Work request
Restate word for word the entries below, starting with the line with "Query: framed quote print" and continuing through the line with "Reviewer note: confirm that each instance of the sit-stand". Include both of those lines and no others.

Data records

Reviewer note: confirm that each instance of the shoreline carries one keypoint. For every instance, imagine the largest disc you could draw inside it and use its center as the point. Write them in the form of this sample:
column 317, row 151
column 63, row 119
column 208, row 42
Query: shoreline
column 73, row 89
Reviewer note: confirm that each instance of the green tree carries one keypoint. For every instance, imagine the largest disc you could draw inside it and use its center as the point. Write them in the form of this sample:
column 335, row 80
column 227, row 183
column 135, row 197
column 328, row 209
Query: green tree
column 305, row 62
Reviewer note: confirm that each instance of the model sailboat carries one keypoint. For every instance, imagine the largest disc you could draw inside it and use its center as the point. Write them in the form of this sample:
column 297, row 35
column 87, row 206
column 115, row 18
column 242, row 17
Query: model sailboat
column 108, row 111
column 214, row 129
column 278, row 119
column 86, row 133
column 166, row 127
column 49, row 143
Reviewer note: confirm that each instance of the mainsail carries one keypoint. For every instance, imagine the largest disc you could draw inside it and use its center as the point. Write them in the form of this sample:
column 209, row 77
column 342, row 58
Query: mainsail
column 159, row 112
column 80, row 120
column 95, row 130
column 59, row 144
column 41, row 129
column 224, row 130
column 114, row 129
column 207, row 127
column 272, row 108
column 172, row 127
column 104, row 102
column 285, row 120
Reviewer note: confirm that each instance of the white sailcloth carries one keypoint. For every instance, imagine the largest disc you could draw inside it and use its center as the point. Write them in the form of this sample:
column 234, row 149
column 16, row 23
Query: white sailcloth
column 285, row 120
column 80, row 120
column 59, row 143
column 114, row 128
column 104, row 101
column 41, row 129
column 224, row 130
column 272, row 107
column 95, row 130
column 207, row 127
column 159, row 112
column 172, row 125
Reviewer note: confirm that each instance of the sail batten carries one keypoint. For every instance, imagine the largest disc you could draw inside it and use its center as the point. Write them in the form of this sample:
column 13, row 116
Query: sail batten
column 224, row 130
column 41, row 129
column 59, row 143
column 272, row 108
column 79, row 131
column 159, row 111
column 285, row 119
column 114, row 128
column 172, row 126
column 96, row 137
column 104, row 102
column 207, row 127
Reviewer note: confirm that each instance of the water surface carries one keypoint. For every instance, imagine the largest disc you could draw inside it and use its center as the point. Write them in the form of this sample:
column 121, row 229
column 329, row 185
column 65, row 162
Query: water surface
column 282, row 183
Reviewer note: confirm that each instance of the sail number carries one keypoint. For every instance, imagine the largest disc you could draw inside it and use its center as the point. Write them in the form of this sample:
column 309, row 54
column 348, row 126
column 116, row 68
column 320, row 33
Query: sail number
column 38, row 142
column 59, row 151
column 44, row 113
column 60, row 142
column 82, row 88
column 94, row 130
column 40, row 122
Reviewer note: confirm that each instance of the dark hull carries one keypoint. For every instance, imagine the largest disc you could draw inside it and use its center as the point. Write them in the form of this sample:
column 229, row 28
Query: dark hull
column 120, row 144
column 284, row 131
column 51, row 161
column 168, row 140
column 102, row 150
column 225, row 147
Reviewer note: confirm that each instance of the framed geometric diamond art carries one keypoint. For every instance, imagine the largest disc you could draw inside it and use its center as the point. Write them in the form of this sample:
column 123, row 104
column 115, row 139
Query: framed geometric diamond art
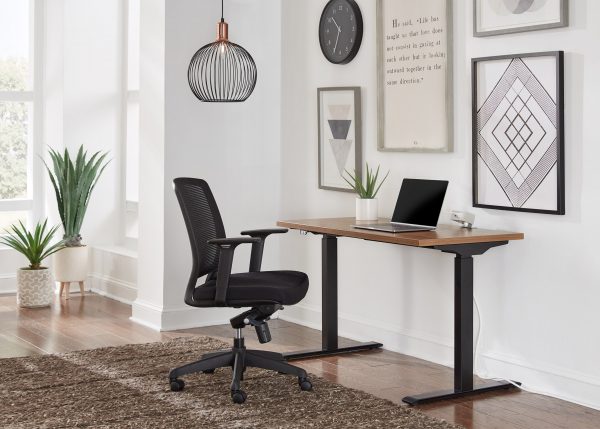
column 518, row 133
column 340, row 148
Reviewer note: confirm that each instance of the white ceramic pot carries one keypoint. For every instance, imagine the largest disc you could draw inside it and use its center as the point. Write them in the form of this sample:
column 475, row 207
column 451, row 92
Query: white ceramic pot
column 34, row 287
column 366, row 209
column 71, row 264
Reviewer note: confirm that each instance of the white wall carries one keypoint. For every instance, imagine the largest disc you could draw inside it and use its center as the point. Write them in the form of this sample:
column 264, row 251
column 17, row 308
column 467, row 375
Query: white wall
column 235, row 147
column 538, row 298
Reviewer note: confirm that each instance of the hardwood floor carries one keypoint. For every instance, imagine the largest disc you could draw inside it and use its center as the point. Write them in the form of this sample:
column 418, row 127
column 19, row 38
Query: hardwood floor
column 94, row 321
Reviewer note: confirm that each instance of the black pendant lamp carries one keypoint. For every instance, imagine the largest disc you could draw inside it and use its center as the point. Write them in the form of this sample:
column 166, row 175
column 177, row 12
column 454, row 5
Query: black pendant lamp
column 222, row 71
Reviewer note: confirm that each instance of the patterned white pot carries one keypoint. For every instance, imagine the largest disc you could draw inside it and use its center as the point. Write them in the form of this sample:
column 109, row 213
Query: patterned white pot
column 366, row 209
column 34, row 287
column 71, row 264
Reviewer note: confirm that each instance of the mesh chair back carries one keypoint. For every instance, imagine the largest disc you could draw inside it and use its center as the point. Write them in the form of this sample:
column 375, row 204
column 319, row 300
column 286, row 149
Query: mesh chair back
column 203, row 222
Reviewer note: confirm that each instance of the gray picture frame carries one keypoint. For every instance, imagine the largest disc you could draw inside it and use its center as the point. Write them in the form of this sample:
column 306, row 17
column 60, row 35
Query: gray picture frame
column 357, row 118
column 449, row 94
column 563, row 22
column 559, row 118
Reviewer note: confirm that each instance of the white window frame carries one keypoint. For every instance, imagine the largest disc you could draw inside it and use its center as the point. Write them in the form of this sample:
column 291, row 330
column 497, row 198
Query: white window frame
column 35, row 170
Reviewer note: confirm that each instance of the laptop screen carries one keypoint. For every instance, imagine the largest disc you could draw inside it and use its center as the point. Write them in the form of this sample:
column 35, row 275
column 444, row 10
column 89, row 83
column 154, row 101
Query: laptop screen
column 420, row 202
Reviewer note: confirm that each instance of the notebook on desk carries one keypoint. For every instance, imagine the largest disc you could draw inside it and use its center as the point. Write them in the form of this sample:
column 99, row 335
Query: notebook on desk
column 418, row 207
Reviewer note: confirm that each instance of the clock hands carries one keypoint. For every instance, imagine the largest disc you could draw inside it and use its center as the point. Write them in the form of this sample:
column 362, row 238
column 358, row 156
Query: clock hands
column 339, row 29
column 338, row 36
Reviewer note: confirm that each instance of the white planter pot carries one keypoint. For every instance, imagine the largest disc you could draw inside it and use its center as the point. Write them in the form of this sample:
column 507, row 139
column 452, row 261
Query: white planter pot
column 34, row 287
column 71, row 264
column 366, row 209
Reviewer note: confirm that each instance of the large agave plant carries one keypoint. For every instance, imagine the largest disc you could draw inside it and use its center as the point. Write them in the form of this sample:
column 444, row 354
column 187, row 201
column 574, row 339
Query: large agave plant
column 73, row 183
column 34, row 246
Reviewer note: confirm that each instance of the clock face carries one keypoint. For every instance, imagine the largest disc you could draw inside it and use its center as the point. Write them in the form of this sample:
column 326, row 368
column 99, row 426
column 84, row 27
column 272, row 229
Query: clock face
column 340, row 31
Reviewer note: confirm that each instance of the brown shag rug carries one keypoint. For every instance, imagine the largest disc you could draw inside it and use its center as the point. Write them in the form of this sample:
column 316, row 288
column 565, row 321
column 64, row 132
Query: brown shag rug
column 127, row 387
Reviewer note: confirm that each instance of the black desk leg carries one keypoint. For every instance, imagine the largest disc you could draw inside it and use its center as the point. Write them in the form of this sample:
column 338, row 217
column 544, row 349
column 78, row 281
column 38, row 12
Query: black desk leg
column 329, row 344
column 463, row 333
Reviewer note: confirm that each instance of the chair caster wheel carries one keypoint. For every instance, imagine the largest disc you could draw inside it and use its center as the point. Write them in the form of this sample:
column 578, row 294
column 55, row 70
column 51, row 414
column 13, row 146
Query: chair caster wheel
column 238, row 396
column 305, row 384
column 177, row 385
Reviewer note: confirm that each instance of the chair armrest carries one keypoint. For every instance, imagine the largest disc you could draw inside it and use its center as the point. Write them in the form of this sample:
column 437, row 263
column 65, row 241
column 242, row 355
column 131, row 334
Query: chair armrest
column 226, row 249
column 233, row 241
column 263, row 233
column 257, row 248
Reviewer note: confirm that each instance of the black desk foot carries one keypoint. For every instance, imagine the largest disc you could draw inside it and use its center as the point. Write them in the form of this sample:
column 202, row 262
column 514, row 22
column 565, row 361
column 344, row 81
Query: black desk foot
column 307, row 354
column 441, row 395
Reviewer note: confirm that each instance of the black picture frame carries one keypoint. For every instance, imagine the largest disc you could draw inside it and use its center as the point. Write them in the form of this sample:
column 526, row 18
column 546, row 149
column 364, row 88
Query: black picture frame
column 559, row 121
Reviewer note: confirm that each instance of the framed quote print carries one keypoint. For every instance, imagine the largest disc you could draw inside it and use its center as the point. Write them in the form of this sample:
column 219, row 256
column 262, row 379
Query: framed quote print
column 492, row 17
column 518, row 133
column 340, row 148
column 414, row 63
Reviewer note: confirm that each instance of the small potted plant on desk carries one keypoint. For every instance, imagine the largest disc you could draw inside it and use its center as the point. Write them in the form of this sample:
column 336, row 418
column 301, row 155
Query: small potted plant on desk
column 73, row 182
column 34, row 283
column 366, row 203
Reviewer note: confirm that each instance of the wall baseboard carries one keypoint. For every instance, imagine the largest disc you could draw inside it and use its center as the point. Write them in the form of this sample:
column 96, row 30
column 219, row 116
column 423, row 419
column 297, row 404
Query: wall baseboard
column 537, row 377
column 160, row 319
column 113, row 288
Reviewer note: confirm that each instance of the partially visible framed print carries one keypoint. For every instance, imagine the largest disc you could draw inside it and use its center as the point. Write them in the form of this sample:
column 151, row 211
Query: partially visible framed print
column 518, row 133
column 414, row 61
column 492, row 17
column 340, row 148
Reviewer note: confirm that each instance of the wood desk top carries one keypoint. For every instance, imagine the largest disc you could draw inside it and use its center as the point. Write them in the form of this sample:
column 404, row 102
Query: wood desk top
column 443, row 235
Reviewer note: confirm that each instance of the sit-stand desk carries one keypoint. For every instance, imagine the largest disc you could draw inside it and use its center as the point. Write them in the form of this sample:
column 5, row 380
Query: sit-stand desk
column 461, row 242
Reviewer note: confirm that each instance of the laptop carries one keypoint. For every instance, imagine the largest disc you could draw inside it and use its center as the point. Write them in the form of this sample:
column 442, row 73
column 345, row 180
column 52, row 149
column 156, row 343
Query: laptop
column 417, row 209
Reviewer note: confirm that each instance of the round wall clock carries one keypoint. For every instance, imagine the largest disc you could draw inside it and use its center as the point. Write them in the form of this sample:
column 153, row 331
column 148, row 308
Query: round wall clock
column 340, row 31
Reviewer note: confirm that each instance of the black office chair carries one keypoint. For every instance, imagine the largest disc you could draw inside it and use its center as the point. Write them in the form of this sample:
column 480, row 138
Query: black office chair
column 264, row 291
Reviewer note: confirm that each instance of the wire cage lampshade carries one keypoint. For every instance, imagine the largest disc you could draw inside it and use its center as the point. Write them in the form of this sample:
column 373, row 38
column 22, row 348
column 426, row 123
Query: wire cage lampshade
column 222, row 71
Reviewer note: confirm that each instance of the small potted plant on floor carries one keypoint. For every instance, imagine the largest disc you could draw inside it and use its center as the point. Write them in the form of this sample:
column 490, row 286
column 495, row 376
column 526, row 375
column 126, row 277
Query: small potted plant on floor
column 34, row 283
column 73, row 182
column 366, row 203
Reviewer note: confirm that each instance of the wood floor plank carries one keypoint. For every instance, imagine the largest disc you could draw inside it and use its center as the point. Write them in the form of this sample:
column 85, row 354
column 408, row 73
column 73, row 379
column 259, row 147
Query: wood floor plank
column 91, row 321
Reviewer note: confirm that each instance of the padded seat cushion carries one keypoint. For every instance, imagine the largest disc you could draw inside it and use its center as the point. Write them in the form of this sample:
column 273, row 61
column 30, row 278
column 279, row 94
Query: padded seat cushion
column 283, row 287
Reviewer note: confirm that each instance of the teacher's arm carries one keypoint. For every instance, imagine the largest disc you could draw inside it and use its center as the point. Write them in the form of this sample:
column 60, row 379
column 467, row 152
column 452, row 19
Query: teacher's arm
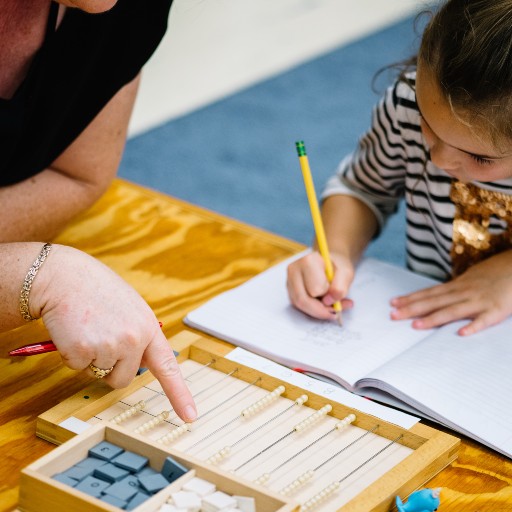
column 39, row 207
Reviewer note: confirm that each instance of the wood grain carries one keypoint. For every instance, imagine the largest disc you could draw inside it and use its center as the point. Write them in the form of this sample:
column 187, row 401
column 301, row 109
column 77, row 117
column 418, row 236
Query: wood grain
column 178, row 256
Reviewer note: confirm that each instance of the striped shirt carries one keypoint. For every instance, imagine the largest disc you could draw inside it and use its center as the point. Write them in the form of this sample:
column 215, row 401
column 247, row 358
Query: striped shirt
column 392, row 162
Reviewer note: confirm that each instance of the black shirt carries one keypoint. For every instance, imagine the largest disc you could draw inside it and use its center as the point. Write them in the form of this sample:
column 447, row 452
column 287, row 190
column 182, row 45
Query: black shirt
column 78, row 69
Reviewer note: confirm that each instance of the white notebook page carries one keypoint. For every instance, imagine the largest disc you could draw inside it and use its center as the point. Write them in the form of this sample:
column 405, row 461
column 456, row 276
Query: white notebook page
column 258, row 316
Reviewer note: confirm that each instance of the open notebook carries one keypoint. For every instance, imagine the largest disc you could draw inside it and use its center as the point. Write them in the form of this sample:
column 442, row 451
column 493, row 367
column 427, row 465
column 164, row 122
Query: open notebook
column 462, row 382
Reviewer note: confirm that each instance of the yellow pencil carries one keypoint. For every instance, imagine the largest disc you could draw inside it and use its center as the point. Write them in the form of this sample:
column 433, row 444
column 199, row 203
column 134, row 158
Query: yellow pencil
column 317, row 219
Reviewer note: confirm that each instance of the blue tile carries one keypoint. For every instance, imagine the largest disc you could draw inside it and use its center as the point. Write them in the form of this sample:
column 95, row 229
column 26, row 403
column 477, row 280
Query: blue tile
column 172, row 469
column 105, row 451
column 137, row 500
column 130, row 461
column 124, row 489
column 111, row 473
column 92, row 486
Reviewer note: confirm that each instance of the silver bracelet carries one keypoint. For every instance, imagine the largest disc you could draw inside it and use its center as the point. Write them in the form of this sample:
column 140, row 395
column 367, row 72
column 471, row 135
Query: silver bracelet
column 27, row 284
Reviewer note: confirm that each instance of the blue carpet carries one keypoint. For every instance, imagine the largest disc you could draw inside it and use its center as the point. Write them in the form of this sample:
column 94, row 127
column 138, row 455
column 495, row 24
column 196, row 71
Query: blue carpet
column 238, row 156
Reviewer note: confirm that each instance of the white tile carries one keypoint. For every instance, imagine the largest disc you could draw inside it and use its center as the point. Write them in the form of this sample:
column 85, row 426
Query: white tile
column 214, row 48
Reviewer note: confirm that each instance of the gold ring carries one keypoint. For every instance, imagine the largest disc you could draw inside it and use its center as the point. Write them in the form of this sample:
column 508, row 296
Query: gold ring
column 99, row 373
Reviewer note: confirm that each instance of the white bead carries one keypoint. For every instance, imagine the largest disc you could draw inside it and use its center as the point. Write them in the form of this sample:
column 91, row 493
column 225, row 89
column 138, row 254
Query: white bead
column 302, row 400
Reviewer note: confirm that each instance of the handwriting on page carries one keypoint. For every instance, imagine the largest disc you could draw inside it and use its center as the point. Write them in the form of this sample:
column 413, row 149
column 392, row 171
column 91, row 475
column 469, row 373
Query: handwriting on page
column 330, row 334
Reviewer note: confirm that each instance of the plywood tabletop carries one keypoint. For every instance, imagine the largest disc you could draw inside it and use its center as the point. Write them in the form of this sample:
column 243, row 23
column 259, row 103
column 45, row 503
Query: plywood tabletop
column 178, row 256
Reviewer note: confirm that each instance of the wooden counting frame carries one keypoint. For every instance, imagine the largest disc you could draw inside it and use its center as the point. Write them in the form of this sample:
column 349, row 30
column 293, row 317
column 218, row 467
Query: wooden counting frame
column 253, row 430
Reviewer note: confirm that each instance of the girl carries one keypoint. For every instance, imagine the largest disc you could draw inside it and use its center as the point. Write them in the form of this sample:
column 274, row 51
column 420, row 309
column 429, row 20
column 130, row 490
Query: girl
column 442, row 139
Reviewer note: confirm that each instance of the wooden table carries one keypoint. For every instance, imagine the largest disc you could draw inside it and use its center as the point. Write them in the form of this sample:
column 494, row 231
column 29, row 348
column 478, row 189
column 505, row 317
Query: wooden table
column 178, row 256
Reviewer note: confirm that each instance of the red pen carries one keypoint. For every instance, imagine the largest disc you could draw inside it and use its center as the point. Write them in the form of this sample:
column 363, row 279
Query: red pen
column 38, row 348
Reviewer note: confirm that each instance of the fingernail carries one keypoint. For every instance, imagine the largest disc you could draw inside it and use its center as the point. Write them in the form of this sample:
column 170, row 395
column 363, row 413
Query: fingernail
column 190, row 413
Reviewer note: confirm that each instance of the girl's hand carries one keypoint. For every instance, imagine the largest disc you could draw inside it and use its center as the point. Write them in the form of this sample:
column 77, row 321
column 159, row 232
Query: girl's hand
column 94, row 316
column 310, row 291
column 482, row 294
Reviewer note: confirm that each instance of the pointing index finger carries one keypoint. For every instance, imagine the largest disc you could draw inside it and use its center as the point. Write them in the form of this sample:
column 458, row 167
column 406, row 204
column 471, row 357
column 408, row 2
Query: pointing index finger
column 159, row 358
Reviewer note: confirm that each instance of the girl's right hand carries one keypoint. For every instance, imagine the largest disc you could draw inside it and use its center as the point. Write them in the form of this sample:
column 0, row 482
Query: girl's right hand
column 310, row 291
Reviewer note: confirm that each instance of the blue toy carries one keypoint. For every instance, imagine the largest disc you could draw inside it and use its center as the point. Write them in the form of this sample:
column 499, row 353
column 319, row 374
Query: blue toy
column 426, row 500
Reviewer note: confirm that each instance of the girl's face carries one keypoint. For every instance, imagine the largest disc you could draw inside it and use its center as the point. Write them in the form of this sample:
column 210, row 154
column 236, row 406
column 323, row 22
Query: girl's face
column 93, row 6
column 454, row 146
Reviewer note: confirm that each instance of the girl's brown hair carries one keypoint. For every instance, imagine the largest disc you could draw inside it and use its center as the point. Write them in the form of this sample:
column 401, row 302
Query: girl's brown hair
column 467, row 45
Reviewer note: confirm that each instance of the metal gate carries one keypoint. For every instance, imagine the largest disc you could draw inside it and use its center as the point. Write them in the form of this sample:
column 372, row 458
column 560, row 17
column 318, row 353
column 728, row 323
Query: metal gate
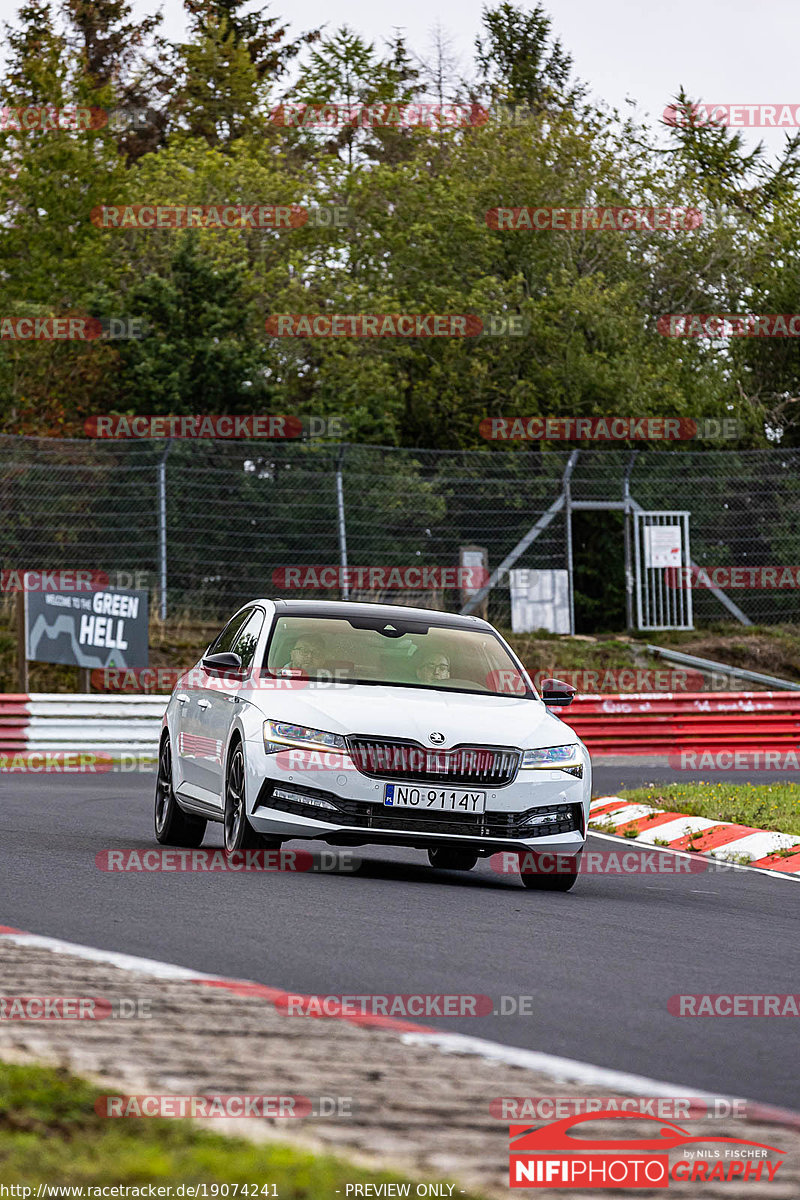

Answer to the exercise
Query: framed quote print
column 492, row 17
column 518, row 133
column 340, row 148
column 414, row 63
Reviewer note: confirm that each instance of the small potted plant on desk carries one keypoint. For every instance, imagine the largest disc you could draw inside it and use its center as the point. Write them in the form of this sample:
column 336, row 418
column 301, row 155
Query: small potted plant on desk
column 73, row 182
column 34, row 283
column 366, row 203
Reviewer note: confirm that each instance of the wall baseboard carries one keypoint. For every instance, imagine the largest disc you could draw inside it and use its center as the point. Write them in the form of this sample:
column 96, row 30
column 219, row 116
column 423, row 419
column 297, row 404
Query: wall baseboard
column 537, row 377
column 160, row 319
column 113, row 288
Reviewer note: confirm that each instance of the partially visible framed print carries one keypoint. For every instance, imagine the largest disc you could draw inside it and use its center as the point. Write them in the form of this sample:
column 151, row 211
Query: partially visible framed print
column 518, row 133
column 414, row 61
column 492, row 17
column 340, row 148
Reviewer note: confirm that each instance of the wood desk top carries one keypoint. For every instance, imagine the largest disc you could draw inside it and use its center as the point. Write them in the form of this sample:
column 404, row 102
Query: wood desk top
column 443, row 235
Reviewer note: confirm that each instance of the sit-stand desk carries one keypoint. For every instance, imagine the largest disc you could draw inside it and use its center as the point. Write them in the form of this sample:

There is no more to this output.